• Provided information:
★ ★ ★ ★ ★ ★ ★

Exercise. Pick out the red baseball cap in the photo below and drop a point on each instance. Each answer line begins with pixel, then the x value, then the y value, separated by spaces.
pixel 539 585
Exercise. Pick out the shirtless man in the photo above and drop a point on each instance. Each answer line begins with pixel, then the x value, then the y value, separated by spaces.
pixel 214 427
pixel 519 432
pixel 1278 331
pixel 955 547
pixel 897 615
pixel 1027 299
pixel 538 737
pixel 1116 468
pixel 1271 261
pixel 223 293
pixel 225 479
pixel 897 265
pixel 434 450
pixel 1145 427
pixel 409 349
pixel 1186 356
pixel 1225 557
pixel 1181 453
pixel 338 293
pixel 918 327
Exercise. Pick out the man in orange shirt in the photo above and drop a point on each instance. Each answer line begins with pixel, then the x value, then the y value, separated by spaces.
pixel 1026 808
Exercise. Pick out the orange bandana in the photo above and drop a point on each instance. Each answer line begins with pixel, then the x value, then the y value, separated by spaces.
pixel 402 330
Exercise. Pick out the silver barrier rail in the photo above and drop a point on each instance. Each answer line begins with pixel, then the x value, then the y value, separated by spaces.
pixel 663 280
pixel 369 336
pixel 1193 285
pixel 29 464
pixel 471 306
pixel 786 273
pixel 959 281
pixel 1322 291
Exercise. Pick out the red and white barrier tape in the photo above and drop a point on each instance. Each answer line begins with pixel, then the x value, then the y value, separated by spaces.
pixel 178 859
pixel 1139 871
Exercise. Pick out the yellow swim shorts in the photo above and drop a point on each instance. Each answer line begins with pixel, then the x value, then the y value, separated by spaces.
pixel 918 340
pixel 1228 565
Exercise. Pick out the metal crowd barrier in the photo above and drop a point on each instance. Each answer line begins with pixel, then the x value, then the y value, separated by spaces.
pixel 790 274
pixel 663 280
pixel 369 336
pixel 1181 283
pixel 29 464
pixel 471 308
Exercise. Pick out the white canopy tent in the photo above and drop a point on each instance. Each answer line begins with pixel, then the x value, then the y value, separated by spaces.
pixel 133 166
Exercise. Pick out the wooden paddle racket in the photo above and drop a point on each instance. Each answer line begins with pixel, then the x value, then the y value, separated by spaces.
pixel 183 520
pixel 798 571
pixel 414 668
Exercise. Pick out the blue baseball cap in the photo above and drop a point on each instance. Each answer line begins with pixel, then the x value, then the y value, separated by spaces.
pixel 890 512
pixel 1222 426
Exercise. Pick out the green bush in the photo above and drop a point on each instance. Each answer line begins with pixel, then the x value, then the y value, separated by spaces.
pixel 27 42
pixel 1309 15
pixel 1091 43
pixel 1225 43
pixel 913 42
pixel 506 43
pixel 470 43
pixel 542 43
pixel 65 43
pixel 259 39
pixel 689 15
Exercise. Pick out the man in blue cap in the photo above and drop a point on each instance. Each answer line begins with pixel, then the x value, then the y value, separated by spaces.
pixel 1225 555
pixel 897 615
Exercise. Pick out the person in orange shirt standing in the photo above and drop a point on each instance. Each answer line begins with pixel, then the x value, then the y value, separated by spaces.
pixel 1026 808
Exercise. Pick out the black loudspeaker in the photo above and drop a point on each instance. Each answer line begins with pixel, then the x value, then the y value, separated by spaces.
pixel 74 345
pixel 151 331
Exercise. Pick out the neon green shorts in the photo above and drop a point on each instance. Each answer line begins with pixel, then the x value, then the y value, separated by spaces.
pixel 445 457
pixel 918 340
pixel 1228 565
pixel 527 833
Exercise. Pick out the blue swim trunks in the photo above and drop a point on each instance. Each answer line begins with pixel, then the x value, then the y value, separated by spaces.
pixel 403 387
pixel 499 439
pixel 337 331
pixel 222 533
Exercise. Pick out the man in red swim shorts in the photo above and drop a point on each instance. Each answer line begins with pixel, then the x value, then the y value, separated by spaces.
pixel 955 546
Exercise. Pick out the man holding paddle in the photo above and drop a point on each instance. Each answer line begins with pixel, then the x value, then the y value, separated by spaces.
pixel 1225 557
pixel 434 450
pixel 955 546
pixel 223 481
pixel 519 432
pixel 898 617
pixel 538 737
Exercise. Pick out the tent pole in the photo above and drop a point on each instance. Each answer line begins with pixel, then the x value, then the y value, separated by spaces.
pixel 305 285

★ ★ ★ ★ ★ ★ ★

• Task: Copy out, unchanged, the part of the rows above that opens with the line containing "Exercise. Pick out the shirtless" and closes with the line containing "pixel 918 327", both of those lines included.

• Full answer:
Exercise. Pick out the shirtless man in the photo above and drop a point on each instance. Each answer line begins with pixel, then the x value, then the y value, separated by spaces.
pixel 214 427
pixel 519 432
pixel 1278 331
pixel 955 547
pixel 897 615
pixel 1027 299
pixel 538 737
pixel 1116 468
pixel 1271 261
pixel 223 293
pixel 225 479
pixel 897 265
pixel 434 450
pixel 1145 427
pixel 409 349
pixel 1186 356
pixel 1225 557
pixel 1181 453
pixel 338 293
pixel 918 327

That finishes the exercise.